> Request: Retype the lines that run from the line containing "the following image." through the line containing "[383,289,407,331]", both of those included, copying each one exactly.

> Records to process:

======

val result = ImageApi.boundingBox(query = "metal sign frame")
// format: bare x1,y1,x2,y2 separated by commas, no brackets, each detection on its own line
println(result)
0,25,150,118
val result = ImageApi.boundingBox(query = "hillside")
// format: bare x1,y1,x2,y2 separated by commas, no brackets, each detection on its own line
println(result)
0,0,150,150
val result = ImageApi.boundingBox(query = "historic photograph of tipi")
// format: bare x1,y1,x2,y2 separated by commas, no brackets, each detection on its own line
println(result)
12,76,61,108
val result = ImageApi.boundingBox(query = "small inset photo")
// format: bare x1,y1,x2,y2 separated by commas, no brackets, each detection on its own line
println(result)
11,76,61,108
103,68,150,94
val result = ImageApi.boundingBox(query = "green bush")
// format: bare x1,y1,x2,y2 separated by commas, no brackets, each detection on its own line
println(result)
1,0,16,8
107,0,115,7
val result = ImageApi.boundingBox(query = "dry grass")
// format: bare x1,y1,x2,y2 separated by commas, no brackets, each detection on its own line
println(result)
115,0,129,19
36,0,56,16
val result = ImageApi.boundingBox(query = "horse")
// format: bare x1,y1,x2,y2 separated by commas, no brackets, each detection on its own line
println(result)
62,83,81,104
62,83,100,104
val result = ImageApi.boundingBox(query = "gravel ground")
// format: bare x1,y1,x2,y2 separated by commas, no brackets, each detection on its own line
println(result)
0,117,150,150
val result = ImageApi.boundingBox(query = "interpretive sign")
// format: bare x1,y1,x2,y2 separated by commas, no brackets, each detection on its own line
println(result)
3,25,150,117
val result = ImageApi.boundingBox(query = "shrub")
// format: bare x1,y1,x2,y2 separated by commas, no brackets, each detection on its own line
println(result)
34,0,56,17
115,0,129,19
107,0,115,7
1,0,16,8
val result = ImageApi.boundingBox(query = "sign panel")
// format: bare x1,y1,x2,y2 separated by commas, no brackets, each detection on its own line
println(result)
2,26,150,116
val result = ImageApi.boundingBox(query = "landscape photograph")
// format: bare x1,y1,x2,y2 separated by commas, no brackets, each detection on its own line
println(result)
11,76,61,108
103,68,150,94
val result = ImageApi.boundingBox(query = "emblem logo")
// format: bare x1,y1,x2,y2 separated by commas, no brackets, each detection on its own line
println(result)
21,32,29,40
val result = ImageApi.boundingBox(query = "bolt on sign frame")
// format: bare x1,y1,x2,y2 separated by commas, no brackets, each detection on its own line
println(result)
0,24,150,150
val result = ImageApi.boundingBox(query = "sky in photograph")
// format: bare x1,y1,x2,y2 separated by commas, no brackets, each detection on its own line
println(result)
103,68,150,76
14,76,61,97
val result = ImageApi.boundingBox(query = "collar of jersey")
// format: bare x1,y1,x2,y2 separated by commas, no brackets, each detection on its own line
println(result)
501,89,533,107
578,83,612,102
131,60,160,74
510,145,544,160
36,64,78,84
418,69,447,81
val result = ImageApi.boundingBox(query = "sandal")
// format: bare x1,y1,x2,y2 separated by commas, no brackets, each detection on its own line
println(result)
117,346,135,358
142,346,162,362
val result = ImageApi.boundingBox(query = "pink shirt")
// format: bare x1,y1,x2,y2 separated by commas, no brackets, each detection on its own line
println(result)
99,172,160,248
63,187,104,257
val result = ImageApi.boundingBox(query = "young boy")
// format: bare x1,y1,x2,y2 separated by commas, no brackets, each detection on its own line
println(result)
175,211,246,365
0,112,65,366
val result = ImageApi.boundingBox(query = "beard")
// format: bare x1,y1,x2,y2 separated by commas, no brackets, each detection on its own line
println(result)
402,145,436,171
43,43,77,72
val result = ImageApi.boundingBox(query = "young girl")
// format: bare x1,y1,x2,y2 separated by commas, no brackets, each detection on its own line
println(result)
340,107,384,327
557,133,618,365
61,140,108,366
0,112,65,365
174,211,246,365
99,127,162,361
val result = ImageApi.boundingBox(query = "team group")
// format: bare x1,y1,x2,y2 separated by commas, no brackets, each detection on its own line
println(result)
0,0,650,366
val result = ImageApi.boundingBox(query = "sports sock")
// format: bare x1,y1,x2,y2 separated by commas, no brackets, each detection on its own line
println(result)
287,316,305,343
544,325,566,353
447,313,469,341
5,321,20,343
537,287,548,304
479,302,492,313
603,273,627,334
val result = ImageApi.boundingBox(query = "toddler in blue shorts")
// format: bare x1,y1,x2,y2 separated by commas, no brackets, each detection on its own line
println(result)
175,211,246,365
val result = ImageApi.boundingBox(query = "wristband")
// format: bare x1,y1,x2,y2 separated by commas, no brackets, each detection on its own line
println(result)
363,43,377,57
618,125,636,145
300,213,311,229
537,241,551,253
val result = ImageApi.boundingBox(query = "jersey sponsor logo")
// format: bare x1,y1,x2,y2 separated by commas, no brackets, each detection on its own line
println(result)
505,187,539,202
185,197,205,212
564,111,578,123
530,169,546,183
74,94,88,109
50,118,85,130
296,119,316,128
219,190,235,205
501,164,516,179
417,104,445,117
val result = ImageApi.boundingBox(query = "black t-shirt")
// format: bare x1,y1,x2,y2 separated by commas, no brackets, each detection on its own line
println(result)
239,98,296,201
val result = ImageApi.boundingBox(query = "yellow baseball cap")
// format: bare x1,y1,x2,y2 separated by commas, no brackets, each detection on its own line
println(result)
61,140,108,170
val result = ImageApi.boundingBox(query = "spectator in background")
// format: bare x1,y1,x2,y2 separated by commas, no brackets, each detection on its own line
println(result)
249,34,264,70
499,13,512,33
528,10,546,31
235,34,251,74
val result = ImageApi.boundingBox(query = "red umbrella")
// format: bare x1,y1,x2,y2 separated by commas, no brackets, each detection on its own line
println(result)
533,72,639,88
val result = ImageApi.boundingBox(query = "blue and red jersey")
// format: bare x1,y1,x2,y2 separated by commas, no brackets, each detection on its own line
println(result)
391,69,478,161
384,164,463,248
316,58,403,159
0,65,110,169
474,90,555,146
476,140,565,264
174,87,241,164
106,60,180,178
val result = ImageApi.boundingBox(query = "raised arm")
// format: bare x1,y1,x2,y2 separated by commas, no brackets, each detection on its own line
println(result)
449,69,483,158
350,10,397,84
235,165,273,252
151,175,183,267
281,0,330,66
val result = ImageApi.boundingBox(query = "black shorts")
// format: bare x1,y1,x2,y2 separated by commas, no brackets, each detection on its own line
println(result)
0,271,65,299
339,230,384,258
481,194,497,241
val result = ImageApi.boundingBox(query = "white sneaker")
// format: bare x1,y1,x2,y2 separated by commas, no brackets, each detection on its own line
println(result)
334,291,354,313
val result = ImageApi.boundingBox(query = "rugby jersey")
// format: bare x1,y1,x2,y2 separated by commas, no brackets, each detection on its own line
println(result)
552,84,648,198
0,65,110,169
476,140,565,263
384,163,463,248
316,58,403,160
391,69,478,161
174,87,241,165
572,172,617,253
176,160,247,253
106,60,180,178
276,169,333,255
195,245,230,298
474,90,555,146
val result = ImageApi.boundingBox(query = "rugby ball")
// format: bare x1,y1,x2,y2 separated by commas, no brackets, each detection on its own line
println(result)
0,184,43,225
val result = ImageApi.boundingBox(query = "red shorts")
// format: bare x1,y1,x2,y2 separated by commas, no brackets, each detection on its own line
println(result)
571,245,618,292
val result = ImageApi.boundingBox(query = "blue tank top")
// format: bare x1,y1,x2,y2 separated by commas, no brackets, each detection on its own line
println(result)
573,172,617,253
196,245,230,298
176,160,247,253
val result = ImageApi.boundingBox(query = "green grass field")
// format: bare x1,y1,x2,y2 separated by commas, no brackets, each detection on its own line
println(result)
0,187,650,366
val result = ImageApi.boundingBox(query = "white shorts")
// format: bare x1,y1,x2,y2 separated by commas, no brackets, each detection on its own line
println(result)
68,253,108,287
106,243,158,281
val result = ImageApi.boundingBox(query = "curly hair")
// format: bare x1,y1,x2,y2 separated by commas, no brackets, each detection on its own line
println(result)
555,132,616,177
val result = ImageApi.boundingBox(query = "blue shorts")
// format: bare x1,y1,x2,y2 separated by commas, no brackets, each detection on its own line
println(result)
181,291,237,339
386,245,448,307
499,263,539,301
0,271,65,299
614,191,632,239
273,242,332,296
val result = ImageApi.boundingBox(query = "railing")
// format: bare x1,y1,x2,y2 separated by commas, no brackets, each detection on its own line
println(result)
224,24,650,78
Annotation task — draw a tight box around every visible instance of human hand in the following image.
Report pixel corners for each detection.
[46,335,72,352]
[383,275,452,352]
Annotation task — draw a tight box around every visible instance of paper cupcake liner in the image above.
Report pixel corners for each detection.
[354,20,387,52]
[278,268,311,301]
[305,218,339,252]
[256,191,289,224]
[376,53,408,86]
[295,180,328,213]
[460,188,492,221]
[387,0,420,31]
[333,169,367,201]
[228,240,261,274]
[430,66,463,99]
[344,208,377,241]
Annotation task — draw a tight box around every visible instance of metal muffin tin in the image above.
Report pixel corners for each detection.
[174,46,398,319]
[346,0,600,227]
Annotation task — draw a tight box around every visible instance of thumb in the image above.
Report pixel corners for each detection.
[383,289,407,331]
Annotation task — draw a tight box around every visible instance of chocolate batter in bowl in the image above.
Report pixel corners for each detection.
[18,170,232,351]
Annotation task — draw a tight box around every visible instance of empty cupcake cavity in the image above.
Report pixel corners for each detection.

======

> Task result:
Annotation task — draw a tight box around every visible instance of human hand in the following image.
Report pixel corners for each detection.
[46,335,72,352]
[383,275,452,352]
Annotation task — draw a tight box around every visible instance of paper cupcake liner in the image above.
Report pixel corners for each detection.
[354,20,387,52]
[278,268,311,301]
[305,218,339,252]
[256,191,289,224]
[376,53,408,86]
[295,180,328,213]
[460,188,492,221]
[387,0,420,31]
[333,169,367,201]
[228,240,261,274]
[430,66,463,99]
[344,208,377,241]
Annotation task — draw a tight box around every visible instance of metal muffin tin in the image above.
Report pixel corners for each detection.
[174,46,398,319]
[346,0,600,227]
Annotation task — draw a tight box around every visible instance of thumb in the image above.
Report pixel corners for each detection.
[383,289,407,331]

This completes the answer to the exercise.